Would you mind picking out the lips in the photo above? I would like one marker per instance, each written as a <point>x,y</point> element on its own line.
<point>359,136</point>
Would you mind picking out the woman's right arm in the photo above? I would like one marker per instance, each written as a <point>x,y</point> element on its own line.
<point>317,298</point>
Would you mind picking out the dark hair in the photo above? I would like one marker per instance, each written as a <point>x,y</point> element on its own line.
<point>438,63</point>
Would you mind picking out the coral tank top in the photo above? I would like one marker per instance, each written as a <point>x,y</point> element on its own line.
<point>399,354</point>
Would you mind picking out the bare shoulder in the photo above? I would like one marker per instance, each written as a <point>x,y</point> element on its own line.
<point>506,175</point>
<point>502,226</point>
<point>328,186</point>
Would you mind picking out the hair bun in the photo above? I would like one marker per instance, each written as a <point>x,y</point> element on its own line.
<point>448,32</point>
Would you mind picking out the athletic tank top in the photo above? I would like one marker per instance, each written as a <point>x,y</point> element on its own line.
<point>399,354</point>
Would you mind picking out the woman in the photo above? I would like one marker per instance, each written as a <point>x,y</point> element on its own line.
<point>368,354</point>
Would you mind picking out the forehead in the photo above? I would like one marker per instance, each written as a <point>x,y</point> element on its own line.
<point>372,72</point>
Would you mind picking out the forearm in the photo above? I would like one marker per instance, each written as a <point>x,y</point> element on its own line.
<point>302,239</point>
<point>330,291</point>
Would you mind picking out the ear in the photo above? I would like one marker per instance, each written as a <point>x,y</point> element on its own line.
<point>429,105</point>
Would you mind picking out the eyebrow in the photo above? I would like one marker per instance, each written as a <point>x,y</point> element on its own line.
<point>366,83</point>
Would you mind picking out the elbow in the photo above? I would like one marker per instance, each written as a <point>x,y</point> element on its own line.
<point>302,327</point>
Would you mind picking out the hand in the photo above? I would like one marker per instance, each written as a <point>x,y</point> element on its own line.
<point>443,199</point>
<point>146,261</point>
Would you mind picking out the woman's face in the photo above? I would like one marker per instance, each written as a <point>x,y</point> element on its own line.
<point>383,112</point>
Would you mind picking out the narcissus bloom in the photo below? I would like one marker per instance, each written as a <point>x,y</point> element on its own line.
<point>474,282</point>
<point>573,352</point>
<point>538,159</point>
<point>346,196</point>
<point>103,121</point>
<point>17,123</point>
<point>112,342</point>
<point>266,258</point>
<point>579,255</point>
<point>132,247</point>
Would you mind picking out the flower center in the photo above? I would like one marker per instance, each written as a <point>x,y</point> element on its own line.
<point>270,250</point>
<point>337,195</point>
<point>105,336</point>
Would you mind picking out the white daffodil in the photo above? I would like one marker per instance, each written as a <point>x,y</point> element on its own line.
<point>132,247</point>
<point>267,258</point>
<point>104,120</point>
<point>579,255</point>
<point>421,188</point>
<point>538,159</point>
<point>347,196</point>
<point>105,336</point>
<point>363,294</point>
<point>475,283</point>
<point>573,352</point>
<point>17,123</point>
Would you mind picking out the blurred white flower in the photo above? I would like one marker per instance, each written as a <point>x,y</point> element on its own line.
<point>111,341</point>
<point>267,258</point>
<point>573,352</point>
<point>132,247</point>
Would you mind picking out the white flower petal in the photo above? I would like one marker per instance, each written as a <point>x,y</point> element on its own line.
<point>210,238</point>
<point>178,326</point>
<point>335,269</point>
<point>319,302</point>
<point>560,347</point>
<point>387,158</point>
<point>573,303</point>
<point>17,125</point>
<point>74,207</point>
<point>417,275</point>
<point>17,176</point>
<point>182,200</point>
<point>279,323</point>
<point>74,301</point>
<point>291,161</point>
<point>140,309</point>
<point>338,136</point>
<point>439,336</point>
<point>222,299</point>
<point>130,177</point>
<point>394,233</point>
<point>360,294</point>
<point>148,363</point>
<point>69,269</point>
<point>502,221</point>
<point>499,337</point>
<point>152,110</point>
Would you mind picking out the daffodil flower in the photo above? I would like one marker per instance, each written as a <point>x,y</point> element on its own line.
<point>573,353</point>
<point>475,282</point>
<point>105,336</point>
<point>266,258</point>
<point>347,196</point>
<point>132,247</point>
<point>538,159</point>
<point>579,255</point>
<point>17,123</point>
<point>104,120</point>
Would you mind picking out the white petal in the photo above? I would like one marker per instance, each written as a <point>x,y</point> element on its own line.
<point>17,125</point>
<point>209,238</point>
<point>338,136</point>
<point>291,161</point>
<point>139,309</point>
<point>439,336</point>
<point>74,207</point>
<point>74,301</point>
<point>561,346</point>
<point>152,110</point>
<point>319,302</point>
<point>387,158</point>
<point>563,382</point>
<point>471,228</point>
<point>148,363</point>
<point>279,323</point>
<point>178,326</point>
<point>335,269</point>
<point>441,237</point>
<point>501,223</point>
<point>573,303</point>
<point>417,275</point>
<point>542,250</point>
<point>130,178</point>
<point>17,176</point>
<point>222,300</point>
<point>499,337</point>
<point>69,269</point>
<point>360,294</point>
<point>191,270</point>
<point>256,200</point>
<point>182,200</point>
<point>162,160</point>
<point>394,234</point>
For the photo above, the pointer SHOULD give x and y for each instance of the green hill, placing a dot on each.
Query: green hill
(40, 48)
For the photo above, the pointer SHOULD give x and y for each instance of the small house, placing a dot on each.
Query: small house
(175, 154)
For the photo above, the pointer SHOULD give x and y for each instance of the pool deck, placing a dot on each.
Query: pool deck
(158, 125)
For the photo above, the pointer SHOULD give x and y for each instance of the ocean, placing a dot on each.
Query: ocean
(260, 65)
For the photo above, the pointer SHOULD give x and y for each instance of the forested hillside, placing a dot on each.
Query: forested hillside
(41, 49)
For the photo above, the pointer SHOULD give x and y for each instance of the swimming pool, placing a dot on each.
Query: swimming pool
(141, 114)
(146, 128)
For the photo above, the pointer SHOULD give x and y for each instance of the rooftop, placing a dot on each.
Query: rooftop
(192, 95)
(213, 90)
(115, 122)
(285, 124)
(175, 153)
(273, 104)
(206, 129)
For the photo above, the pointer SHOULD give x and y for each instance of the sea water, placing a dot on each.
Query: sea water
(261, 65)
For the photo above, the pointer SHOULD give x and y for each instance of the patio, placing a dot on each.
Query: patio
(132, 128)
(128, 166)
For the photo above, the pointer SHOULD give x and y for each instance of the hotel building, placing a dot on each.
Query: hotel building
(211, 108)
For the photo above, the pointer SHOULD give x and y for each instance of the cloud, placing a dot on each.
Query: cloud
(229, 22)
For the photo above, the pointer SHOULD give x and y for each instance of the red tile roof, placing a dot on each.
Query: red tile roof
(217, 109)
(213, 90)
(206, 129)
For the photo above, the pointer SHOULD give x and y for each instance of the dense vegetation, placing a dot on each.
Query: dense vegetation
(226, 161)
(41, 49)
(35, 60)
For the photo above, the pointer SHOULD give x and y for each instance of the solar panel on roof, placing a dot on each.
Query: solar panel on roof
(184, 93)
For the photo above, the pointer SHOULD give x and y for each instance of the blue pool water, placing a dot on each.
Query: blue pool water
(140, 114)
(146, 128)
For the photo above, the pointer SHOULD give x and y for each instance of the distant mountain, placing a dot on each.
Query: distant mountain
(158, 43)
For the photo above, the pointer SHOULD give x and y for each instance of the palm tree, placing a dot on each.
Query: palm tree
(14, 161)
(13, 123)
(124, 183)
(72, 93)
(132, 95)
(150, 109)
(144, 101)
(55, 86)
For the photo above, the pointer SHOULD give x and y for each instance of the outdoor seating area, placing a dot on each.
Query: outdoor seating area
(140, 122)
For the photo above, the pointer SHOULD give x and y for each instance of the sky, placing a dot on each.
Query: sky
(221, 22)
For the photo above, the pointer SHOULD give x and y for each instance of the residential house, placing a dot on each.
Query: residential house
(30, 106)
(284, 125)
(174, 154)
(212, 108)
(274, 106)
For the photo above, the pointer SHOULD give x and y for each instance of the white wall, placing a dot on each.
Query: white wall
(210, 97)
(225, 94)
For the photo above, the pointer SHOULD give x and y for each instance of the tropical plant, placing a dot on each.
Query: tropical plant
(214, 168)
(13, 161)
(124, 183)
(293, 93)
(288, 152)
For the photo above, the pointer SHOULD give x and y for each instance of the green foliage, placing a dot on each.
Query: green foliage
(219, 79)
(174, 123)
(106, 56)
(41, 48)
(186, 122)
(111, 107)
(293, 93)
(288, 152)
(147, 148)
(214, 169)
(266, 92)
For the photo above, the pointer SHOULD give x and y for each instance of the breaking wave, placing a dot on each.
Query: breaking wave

=====

### Exercise details
Retype exactly, and only, the lines from the line holding "area, placing a dot on each." through the last line of the data; both of those lines count.

### Task answer
For the photo above, the pointer SHOULD give x and y for each instance of the outdoor seating area, placing a dot on each.
Query: outdoor seating area
(140, 122)
For the photo above, the pointer SHOULD give x and y for each instance of the sky, placing a dot on each.
Query: sky
(221, 22)
For the photo above, the pointer SHOULD give x and y for each instance of the residential house, placing a dot on each.
Query: residential house
(30, 106)
(284, 125)
(174, 154)
(212, 108)
(274, 106)
For the photo above, the pointer SHOULD give x and y for each instance of the white wall, placing a dot on each.
Query: white wall
(210, 97)
(225, 94)
For the photo above, the pointer SHOULD give x and y for each instance of the tropical plant, placing a dot on each.
Query: tropical plant
(214, 168)
(13, 161)
(124, 183)
(293, 93)
(288, 152)
For the photo above, the pointer SHOULD give x and y for each instance of the green foliage, placing a dot on each.
Query: green foliage
(219, 79)
(174, 123)
(106, 56)
(41, 48)
(186, 122)
(111, 107)
(293, 93)
(288, 152)
(147, 148)
(214, 169)
(266, 92)
For the photo above, the pointer SHOULD give x and y for each instance of the breaking wave, placing a dot on each.
Query: breaking wave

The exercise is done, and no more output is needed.